Page excerpt =>
Despite the obvious concern surrounding any company that becomes a target of the networking king, Cisco is not even Brocade’s biggest problem. It would probably come as a surprise to those not directly following the storage industry to learn that a relatively small company recently spun off from EMC could pose a significant threat to such a dominant vendor. Well, it’s time that Brocade investors stood up and took notice of McData since it’s about to become the company’s biggest competitor. Conventional wisdom amongst investors seems to be that with Brocade's 90% share of the SAN switching market, it would be virtually impossible for any competitor to overcome such dominance (unless of course Juniper decided to get into Fibre Channel switches ;-) but that's unlikely to happen). Unfortunately, not only is this opinion wrong but the statement itself is false. Contrary to popular belief, Brocade dominates only a portion of the SAN switching opportunity, not the entire market. When all types of Fibre Channel switches and hubs are included, Brocade's market share falls dramatically from around 90% to 38% (numbers as of 3Q00). While the company remains the overall market leader, its position no longer looks quite as secure. When this wider view is taken, McData suddenly jumps into the picture, taking second place, rising from 0 to a 22% share. Not only that but McData is arguably better positioned for the future of the networked storage market than is Brocade.
The reason why McData seems to be off of most investors’ radar is because, until recently, it was not considered one of Brocade's competitors. There are currently three different segments of the SAN switching market: Workgroup, Department and Director. Brocade's dominant position stems from its 90% share of the combined workgroup and director market. However, the company currently has virtually no share of the high end director market where McData holds an even more impressive monopolistic market share of over 98% (some estimates have been as high as 99.8%). Needless to say, neither company is faced with much of a competitive threat at the moment. If only the world operated with fixed boundaries then both Gorilla's could live happily ever after in their respective niches. Unfortunately, as corporations begin to focus on end-to-end switching solutions, the lines in the sand will blur and a monolithic battle for SAN supremacy will ensue.

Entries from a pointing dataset
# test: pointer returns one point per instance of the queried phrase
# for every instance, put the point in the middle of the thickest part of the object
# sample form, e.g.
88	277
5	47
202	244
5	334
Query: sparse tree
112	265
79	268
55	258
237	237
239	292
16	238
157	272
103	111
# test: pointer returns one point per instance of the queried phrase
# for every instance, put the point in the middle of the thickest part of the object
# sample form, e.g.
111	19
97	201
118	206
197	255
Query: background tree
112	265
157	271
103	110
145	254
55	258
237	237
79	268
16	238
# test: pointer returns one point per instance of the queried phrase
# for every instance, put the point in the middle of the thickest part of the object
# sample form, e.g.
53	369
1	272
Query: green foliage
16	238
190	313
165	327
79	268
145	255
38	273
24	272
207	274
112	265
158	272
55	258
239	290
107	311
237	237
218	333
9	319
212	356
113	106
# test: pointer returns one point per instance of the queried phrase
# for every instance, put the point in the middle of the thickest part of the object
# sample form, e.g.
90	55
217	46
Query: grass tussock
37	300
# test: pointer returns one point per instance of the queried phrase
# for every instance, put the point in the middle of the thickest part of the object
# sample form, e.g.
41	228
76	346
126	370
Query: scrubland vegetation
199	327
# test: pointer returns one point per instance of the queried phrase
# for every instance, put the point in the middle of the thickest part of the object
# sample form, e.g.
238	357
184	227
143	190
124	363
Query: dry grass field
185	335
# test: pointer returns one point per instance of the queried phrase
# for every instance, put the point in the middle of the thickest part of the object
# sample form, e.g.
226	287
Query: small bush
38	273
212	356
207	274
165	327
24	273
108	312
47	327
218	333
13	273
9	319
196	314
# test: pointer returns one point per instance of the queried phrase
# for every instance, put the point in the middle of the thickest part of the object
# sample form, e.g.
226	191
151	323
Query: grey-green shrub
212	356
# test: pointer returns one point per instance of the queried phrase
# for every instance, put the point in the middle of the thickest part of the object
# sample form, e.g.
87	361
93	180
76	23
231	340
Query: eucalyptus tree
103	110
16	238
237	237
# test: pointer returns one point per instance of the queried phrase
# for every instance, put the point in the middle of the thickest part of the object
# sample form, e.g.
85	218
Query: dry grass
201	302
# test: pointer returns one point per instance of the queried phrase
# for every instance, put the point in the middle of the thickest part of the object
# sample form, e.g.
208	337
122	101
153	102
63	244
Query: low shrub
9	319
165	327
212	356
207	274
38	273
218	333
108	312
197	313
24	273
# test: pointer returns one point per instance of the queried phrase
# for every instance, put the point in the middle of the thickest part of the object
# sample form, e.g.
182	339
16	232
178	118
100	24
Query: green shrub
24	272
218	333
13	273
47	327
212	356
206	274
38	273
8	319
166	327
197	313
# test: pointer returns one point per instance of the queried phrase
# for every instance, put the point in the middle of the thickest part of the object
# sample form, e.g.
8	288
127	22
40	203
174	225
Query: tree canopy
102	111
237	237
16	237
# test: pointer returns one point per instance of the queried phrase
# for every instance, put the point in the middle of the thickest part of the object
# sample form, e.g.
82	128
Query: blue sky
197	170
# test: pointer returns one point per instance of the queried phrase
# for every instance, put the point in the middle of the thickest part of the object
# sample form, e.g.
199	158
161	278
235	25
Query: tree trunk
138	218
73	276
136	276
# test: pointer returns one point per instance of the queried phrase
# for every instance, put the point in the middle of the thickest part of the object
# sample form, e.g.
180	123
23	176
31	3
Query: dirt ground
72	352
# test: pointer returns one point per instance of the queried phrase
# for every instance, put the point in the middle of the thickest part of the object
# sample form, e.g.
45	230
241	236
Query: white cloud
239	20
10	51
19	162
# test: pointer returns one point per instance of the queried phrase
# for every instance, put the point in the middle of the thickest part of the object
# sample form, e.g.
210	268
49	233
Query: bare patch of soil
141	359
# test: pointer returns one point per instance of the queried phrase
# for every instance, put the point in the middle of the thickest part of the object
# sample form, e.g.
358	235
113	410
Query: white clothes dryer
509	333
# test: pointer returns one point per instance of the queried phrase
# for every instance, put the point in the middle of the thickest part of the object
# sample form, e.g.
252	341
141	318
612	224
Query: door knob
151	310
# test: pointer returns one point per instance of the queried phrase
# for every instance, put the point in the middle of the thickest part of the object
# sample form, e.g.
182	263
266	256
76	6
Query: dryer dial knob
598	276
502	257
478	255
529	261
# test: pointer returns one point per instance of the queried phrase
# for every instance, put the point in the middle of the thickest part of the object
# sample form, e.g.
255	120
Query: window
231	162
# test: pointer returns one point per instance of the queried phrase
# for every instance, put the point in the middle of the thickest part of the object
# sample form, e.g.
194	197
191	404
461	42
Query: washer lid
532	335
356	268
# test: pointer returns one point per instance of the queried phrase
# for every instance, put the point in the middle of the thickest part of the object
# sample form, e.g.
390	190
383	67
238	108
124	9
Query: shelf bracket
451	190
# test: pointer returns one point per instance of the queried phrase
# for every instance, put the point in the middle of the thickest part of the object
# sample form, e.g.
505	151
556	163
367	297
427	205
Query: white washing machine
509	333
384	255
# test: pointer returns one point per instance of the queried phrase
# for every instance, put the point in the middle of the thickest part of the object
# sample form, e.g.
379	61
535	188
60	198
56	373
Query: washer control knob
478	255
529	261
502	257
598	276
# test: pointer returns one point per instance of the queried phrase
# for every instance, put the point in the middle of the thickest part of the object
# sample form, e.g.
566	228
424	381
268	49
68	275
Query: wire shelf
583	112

To-do list =>
A - Reproduce the passage on Brocade and McData in full, without any alteration.
B - Locate each line of the entries that contains the string "shrub", and copy every such line.
The passage on Brocade and McData and the entries are unrelated to each other.

Results for each task =>
A -
Despite the obvious concern surrounding any company that becomes a target of the networking king, Cisco is not even Brocade’s biggest problem. It would probably come as a surprise to those not directly following the storage industry to learn that a relatively small company recently spun off from EMC could pose a significant threat to such a dominant vendor. Well, it’s time that Brocade investors stood up and took notice of McData since it’s about to become the company’s biggest competitor. Conventional wisdom amongst investors seems to be that with Brocade's 90% share of the SAN switching market, it would be virtually impossible for any competitor to overcome such dominance (unless of course Juniper decided to get into Fibre Channel switches ;-) but that's unlikely to happen). Unfortunately, not only is this opinion wrong but the statement itself is false. Contrary to popular belief, Brocade dominates only a portion of the SAN switching opportunity, not the entire market. When all types of Fibre Channel switches and hubs are included, Brocade's market share falls dramatically from around 90% to 38% (numbers as of 3Q00). While the company remains the overall market leader, its position no longer looks quite as secure. When this wider view is taken, McData suddenly jumps into the picture, taking second place, rising from 0 to a 22% share. Not only that but McData is arguably better positioned for the future of the networked storage market than is Brocade.
The reason why McData seems to be off of most investors’ radar is because, until recently, it was not considered one of Brocade's competitors. There are currently three different segments of the SAN switching market: Workgroup, Department and Director. Brocade's dominant position stems from its 90% share of the combined workgroup and director market. However, the company currently has virtually no share of the high end director market where McData holds an even more impressive monopolistic market share of over 98% (some estimates have been as high as 99.8%). Needless to say, neither company is faced with much of a competitive threat at the moment. If only the world operated with fixed boundaries then both Gorilla's could live happily ever after in their respective niches. Unfortunately, as corporations begin to focus on end-to-end switching solutions, the lines in the sand will blur and a monolithic battle for SAN supremacy will ensue.

B -
Query: grey-green shrub
Query: low shrub
Query: green shrub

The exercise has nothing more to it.